Obama, an attorney who once represented ACORN in a 1995 lawsuit, has since requested that a special prosecutor be assigned to determine whether the FBI's investigations of ACORN are politically motivated, The New York Times reported.
McCain's attacks on ACORN have been widely covered by the national media — and mocked by comedians. Last week, Stephen Colbert, host of Comedy Central's "The Colbert Report," called ACORN "the biggest nut-based threat to America since Mr. Peanut tried to assassinate the GOP elephant to impress the Morton Salt girl."
A University of Washington law professor says the GOP criticism of ACORN is a flimsy attempt to distract voters on the eve of what many consider the most important presidential election in recent history.
Eric Schnapper, who has worked on Republican and Democratic campaigns, said bogus voter registrations don't translate into actual votes being cast. He pointed out that third-party voter-registration groups like ACORN are required by law to submit all filled-out forms to elections officials, even those that are suspected fakes.
"The casting of ballots by fictitious people is the Loch Ness Monster of election law: much discussed and never seen," said Schnapper, a UW law professor since 1995. "The attacks on ACORN are like dumping tons of cyanide in Loch Ness to kill the monster."

* Dataset excerpts:

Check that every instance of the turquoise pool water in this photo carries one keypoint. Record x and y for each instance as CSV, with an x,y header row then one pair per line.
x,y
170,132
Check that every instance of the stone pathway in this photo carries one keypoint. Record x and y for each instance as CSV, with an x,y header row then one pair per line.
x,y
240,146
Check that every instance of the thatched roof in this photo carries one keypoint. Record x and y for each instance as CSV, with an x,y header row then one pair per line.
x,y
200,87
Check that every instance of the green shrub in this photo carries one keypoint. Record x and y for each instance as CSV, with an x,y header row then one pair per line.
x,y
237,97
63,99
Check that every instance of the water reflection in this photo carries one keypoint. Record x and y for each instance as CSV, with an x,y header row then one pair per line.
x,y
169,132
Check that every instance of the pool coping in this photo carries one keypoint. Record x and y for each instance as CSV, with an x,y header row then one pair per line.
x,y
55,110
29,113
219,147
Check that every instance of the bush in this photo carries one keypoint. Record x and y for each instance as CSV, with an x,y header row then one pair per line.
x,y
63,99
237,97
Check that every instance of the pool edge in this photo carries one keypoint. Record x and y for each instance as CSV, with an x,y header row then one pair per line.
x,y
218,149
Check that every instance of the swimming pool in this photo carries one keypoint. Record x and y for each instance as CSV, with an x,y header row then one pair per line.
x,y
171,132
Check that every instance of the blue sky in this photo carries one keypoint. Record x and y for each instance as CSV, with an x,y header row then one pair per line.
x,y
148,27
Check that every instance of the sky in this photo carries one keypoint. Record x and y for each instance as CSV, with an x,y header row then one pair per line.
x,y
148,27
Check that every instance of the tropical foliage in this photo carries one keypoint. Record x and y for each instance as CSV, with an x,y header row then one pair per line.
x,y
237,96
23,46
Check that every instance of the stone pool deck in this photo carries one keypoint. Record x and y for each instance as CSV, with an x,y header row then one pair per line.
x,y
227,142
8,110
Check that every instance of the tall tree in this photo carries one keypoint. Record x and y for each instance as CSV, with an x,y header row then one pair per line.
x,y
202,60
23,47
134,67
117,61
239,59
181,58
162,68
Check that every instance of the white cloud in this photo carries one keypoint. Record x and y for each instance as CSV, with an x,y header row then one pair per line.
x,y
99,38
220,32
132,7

* What is expected: Rewrite the passage of the ACORN text that begins at "McCain's attacks on" and stops after "are suspected fakes.", putting "the electorate" in place of "voters". Work only from the text about ACORN.

* Solution to this problem:
McCain's attacks on ACORN have been widely covered by the national media — and mocked by comedians. Last week, Stephen Colbert, host of Comedy Central's "The Colbert Report," called ACORN "the biggest nut-based threat to America since Mr. Peanut tried to assassinate the GOP elephant to impress the Morton Salt girl."
A University of Washington law professor says the GOP criticism of ACORN is a flimsy attempt to distract the electorate on the eve of what many consider the most important presidential election in recent history.
Eric Schnapper, who has worked on Republican and Democratic campaigns, said bogus voter registrations don't translate into actual votes being cast. He pointed out that third-party voter-registration groups like ACORN are required by law to submit all filled-out forms to elections officials, even those that are suspected fakes.